=== Input rows ===

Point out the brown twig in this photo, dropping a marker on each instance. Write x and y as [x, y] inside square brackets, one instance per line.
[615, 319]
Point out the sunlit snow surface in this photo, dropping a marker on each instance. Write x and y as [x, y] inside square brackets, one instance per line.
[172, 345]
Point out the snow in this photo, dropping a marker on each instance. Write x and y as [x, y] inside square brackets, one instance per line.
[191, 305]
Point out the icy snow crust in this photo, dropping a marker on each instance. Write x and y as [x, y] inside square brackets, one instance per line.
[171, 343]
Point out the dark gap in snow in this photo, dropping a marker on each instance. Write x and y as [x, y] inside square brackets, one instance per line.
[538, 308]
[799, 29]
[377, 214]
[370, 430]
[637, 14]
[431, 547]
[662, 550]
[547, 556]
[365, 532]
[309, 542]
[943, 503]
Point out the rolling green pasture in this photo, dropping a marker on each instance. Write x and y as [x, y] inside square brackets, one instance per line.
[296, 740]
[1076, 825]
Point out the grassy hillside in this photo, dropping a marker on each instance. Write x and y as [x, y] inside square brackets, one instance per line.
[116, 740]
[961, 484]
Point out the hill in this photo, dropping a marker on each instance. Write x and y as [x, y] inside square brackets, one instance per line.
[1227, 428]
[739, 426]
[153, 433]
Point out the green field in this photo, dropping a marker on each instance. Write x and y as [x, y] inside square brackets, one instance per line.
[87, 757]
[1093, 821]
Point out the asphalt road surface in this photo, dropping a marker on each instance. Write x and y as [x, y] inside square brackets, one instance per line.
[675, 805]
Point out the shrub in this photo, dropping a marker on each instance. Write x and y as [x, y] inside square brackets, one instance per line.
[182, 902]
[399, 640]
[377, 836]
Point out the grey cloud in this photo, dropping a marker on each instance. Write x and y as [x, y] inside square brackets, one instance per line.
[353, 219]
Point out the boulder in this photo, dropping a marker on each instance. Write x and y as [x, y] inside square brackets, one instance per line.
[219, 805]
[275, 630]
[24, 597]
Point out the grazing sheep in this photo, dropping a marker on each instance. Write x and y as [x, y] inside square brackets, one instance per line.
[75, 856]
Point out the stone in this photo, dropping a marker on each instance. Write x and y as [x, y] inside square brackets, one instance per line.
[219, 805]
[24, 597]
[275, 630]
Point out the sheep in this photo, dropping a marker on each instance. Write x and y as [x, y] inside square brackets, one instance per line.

===

Work to do:
Switch "dropping a marker" to "placing a point" in the listing lines between the one holding "Point out the grassy" and the one holding "[1093, 821]", inclusive, then write out only those lines with nothing else altered.

The reply:
Point out the grassy hillside in this photo, placing a point on each instance. Write x and y as [x, y] inside square brackets, one instance per line.
[116, 740]
[961, 484]
Point out the hill in this photo, placing a point on each instance. Write x and y as [x, y] inside square brackets, one instance per line.
[1227, 428]
[739, 426]
[153, 433]
Point out the green field in this photo, placing a point on each instance. Write x and y as [x, y] inside square brackets, one instance per line.
[87, 757]
[1093, 821]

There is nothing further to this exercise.